TASK DESCRIPTION:
Each line of the entries below that includes "boulder" belongs in your answer.

■ ■ ■ ■

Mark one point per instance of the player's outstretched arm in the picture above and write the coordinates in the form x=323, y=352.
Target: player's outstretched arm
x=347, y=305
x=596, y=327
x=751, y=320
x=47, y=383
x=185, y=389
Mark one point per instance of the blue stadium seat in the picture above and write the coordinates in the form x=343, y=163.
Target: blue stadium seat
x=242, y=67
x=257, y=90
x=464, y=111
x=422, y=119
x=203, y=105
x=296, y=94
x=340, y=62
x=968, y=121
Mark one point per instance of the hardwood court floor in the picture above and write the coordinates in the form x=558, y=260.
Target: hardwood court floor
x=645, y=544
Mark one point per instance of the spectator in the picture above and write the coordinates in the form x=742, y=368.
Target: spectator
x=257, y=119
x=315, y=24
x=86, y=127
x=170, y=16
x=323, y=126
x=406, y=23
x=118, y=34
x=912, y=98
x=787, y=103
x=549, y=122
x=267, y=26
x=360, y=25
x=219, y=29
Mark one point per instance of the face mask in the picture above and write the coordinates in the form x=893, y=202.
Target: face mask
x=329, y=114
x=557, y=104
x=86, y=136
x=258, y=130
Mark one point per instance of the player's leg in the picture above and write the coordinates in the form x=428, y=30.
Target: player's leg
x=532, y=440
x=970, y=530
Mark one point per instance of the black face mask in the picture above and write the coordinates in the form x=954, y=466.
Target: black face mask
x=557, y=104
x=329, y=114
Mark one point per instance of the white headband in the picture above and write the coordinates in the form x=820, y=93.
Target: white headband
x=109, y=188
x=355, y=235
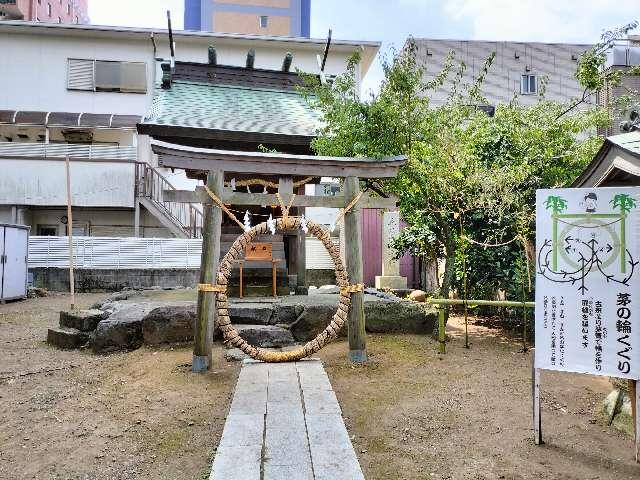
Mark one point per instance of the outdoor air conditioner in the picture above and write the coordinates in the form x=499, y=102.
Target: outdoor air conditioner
x=622, y=56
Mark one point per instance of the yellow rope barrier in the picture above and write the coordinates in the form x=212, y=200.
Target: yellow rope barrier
x=353, y=288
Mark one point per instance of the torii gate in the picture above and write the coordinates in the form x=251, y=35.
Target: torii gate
x=218, y=162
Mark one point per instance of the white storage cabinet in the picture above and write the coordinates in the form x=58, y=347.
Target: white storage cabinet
x=14, y=248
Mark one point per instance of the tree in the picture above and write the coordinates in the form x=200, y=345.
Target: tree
x=593, y=77
x=469, y=177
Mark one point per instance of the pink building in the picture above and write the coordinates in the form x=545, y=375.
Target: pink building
x=50, y=11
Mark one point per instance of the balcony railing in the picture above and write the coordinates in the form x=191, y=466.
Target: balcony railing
x=150, y=184
x=62, y=150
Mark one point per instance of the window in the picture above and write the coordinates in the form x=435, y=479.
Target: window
x=529, y=85
x=47, y=230
x=107, y=76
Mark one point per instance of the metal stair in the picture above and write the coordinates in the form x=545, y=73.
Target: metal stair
x=184, y=220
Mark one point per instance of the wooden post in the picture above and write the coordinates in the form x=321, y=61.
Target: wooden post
x=285, y=188
x=353, y=257
x=301, y=255
x=442, y=327
x=205, y=323
x=634, y=397
x=537, y=414
x=72, y=288
x=136, y=219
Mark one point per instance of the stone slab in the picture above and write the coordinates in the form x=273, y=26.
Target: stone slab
x=227, y=467
x=271, y=434
x=83, y=320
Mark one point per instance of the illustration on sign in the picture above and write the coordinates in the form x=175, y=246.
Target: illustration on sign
x=587, y=281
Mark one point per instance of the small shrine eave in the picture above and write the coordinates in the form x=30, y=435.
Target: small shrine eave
x=172, y=155
x=617, y=163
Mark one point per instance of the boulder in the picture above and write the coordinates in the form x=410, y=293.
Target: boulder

■ ■ ■ ■

ANSWER:
Mark one point per instance of the boulder in the picture above and write the coordinates in the form x=410, y=293.
Target: boulder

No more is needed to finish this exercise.